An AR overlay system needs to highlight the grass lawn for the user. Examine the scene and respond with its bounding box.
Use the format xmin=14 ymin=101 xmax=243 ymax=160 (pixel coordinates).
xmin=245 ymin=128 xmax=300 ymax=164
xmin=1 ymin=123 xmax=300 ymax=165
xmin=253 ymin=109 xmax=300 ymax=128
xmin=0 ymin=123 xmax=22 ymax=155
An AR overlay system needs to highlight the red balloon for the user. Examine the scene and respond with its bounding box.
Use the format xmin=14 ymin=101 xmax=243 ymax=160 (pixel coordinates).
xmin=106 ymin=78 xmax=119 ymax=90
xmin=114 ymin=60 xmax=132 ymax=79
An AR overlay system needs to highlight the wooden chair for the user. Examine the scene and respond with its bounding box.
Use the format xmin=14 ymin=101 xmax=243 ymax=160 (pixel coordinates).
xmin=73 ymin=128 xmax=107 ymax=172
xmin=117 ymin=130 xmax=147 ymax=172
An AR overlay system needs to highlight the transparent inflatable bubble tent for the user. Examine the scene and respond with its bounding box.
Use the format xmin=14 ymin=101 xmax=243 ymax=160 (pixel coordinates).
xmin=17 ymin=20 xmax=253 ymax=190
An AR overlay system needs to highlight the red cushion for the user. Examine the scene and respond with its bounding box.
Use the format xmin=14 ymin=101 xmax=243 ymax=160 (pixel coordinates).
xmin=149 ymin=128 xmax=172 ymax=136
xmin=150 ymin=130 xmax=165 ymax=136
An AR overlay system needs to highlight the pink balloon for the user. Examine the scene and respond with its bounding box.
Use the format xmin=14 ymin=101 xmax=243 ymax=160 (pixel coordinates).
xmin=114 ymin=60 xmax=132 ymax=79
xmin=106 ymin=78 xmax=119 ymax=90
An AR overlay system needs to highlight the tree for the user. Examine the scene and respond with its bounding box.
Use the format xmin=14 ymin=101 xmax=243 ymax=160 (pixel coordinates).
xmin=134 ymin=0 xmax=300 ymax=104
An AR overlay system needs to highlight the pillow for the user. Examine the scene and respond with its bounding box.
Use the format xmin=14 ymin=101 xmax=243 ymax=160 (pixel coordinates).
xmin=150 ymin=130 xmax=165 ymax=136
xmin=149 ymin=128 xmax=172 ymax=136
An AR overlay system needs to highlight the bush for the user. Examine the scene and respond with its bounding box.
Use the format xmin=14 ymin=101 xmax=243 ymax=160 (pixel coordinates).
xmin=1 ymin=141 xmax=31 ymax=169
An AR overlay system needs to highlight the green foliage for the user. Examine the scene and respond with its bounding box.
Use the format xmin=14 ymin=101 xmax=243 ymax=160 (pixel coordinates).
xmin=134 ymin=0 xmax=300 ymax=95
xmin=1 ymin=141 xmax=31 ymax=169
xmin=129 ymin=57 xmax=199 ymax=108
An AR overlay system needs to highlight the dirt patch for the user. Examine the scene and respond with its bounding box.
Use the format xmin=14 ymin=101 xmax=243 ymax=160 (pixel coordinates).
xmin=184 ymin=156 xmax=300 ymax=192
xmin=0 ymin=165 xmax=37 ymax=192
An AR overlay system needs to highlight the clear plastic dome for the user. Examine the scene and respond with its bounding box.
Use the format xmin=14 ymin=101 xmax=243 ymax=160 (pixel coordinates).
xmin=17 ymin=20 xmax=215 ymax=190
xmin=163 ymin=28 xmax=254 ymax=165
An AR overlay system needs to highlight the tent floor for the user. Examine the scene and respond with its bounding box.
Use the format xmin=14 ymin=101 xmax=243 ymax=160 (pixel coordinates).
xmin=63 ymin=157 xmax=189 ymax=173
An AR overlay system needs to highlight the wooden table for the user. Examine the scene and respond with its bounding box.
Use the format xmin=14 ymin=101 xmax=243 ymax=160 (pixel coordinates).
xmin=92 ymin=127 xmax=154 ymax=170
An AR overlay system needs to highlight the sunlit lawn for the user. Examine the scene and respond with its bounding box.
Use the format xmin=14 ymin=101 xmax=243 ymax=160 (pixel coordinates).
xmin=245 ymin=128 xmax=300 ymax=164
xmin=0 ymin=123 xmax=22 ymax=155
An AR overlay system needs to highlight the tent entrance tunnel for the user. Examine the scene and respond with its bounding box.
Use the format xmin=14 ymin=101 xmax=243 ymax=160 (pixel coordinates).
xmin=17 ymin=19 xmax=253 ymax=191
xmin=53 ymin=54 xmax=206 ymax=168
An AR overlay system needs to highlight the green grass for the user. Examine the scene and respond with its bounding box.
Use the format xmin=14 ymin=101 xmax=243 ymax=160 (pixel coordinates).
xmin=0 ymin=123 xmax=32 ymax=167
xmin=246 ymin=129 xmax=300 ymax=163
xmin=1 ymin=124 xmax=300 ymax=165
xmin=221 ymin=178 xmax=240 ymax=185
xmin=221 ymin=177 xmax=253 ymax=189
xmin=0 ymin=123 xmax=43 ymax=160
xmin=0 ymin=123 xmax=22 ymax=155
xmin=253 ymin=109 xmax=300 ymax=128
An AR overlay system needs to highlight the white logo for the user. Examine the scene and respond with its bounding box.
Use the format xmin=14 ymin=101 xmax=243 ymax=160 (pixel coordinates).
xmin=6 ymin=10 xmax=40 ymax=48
· · · ·
PROBLEM STATEMENT: Scan the material above. Copy each line that holds the word "lawn".

ANSWER AREA:
An AR overlay system needs to highlight the grass lawn for the user. Examine the scene and respond with its bounding box.
An AR overlay system needs to highlight the sunlit lawn for the user. Examine the scene and respond with its bounding box.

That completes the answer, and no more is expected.